▸ **Written task**
Which lines in the entries below contain the string "officer"? Pull out each one, treating the match as case-sensitive.

(Region labeling records)
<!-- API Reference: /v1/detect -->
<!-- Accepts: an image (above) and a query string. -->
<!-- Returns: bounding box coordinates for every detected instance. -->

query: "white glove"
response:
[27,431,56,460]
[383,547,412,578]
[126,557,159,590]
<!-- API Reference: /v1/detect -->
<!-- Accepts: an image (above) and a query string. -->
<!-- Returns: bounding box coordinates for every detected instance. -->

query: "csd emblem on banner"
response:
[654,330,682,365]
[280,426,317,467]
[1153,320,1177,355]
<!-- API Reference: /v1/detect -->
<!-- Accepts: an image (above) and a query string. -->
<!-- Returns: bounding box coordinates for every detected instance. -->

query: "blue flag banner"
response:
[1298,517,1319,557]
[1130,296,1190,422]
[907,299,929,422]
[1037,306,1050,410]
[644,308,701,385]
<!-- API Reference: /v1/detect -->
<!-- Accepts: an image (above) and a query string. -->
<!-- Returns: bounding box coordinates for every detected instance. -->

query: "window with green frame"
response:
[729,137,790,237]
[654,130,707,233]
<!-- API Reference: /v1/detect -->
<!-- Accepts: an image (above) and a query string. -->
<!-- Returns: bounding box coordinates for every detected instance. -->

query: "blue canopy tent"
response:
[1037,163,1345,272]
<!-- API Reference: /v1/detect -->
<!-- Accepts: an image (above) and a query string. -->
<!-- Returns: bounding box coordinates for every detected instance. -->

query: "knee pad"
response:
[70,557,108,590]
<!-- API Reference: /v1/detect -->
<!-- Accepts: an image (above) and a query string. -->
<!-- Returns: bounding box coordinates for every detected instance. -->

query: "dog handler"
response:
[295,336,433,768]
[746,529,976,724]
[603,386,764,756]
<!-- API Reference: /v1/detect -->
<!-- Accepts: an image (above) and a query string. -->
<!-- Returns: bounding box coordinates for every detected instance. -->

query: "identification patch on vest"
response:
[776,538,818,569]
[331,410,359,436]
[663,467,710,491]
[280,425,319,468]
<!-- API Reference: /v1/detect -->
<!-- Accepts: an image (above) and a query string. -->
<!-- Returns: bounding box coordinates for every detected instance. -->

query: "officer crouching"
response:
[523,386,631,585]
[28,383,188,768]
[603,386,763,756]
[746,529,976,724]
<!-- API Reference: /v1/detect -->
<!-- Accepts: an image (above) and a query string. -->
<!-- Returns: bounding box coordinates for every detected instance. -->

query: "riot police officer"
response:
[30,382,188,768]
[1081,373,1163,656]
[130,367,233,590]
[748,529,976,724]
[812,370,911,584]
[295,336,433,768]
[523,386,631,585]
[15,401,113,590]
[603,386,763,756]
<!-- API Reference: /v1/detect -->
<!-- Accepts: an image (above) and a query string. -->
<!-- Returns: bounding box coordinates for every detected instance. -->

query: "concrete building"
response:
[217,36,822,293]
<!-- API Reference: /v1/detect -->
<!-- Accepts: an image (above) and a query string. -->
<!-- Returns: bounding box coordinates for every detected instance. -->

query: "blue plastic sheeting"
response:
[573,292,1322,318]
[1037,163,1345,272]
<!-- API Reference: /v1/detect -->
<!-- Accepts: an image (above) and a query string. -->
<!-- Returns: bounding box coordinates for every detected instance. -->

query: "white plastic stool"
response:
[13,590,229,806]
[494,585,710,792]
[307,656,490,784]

▸ **Correct result**
query: "officer crouching"
query: "riot police officer"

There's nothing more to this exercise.